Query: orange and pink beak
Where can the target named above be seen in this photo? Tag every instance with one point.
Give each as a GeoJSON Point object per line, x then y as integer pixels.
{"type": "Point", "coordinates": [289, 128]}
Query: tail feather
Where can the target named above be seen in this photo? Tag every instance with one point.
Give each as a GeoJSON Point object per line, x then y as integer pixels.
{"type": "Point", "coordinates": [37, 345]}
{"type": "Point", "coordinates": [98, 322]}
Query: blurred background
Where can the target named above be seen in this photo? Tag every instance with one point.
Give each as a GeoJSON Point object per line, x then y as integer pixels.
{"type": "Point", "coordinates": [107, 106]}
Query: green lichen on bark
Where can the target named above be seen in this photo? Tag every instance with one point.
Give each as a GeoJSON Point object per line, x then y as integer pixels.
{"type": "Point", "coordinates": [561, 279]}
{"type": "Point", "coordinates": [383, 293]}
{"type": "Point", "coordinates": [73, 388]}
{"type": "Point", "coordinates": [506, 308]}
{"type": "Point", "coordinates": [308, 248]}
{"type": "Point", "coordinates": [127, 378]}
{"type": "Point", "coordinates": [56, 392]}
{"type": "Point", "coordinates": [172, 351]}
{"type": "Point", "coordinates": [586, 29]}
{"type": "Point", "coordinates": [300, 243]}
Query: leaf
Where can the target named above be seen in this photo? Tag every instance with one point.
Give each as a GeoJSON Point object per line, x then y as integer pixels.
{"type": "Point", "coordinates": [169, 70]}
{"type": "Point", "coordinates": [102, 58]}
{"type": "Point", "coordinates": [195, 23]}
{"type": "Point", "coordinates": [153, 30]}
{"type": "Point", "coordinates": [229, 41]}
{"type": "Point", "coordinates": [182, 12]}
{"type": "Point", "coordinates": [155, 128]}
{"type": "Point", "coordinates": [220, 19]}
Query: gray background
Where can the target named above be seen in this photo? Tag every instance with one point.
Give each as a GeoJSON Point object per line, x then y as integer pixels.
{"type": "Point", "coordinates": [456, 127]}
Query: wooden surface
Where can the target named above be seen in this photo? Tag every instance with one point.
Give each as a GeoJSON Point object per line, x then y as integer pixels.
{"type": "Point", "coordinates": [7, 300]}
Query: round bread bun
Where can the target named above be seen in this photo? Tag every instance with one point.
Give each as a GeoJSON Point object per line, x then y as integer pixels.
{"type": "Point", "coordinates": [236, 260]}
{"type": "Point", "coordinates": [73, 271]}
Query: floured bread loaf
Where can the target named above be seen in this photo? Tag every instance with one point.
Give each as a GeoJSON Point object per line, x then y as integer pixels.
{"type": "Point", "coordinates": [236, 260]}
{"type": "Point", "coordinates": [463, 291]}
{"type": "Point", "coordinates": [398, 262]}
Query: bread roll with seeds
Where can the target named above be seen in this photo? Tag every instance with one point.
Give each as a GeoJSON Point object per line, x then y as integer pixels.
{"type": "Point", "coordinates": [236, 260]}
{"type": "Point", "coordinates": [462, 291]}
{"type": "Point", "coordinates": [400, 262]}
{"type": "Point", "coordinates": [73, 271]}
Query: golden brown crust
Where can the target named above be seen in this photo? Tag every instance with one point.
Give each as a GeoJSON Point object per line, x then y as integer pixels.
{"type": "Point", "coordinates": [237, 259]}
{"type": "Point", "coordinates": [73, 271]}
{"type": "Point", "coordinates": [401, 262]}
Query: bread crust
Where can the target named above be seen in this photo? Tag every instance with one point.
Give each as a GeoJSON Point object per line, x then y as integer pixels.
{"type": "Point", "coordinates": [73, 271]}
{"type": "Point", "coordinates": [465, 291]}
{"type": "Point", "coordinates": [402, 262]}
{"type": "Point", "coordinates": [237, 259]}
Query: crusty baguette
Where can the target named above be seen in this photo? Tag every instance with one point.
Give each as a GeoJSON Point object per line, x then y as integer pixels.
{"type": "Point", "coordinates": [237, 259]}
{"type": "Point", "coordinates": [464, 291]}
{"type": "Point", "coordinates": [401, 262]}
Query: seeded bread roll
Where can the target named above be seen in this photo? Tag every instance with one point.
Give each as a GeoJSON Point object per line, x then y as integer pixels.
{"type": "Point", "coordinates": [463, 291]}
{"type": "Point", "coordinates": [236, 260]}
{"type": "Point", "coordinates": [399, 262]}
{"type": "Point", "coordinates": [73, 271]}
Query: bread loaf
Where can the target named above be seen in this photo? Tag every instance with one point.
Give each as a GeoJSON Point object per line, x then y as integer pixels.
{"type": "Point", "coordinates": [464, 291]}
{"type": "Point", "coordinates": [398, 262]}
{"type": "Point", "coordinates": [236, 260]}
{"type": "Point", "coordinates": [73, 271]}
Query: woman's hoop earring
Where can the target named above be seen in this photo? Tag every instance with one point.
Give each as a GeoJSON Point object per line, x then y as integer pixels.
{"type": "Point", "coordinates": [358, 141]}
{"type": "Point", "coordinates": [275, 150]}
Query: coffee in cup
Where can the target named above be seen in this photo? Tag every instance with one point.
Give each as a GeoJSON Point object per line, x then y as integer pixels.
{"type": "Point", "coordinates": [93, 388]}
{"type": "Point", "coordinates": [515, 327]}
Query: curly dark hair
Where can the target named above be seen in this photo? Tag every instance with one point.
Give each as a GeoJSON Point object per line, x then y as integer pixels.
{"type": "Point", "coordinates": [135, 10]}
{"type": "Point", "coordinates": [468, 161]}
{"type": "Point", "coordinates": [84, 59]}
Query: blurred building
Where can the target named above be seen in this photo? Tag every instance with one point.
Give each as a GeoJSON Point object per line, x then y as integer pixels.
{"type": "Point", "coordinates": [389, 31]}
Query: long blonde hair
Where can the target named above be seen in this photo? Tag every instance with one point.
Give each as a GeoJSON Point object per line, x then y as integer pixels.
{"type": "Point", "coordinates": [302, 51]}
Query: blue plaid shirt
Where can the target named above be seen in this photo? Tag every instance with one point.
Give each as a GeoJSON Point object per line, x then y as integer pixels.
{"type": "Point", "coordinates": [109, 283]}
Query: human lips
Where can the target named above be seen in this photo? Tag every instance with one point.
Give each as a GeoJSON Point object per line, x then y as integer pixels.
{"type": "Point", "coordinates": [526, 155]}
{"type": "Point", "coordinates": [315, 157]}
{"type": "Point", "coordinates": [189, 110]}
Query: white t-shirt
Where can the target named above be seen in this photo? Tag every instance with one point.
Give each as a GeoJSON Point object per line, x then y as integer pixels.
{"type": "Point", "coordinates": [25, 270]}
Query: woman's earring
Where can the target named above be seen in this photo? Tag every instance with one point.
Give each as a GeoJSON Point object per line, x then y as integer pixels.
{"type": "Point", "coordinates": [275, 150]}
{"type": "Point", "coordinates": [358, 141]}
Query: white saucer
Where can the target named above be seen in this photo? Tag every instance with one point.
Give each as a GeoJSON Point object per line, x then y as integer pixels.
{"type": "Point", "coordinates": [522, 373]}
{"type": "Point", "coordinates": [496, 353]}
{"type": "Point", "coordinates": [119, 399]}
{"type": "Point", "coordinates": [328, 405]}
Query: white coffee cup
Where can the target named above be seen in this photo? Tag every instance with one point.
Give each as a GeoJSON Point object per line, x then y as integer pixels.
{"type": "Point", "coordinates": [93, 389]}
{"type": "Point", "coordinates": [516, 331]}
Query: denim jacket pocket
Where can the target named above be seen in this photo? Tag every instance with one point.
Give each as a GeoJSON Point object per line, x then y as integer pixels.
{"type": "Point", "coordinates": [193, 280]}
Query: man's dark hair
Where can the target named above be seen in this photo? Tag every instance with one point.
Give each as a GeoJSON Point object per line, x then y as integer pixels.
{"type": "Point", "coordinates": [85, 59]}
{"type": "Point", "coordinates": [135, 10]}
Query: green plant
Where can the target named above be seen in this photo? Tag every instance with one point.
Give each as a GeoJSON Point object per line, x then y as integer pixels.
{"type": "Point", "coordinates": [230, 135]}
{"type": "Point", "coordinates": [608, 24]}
• • • • • • •
EXERCISE INSTRUCTIONS = Go through the data, and copy each line in which the word "white" appears.

EXPECTED ANSWER =
Query: white t-shirt
Query: white saucer
Query: white coffee cup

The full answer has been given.